Records from a data collection:

--- START ---

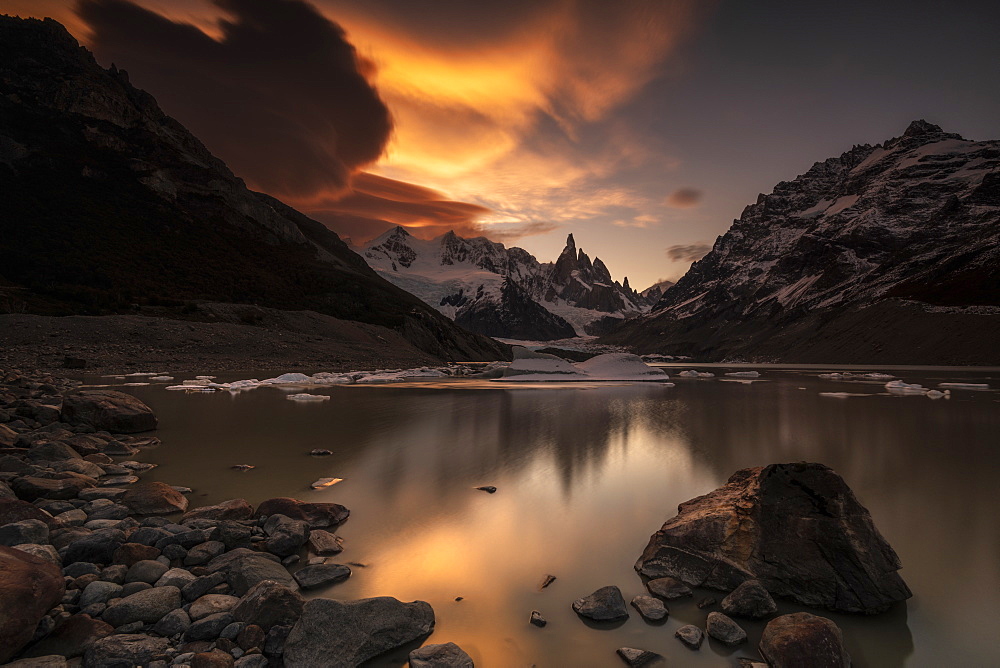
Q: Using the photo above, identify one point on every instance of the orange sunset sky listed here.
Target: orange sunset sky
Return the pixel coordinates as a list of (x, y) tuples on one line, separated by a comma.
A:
[(642, 127)]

--- END ---

* _The problem_:
Reproduce the data above line for line, excluding every picture.

* _Your solution_:
Q: Using the photo above, identify one point on every instance of the orange sunset sky listed here.
Target: orange sunset sky
Return the pixel coordinates as a list of (x, y) tuples on one line, separated by a comma.
A:
[(642, 127)]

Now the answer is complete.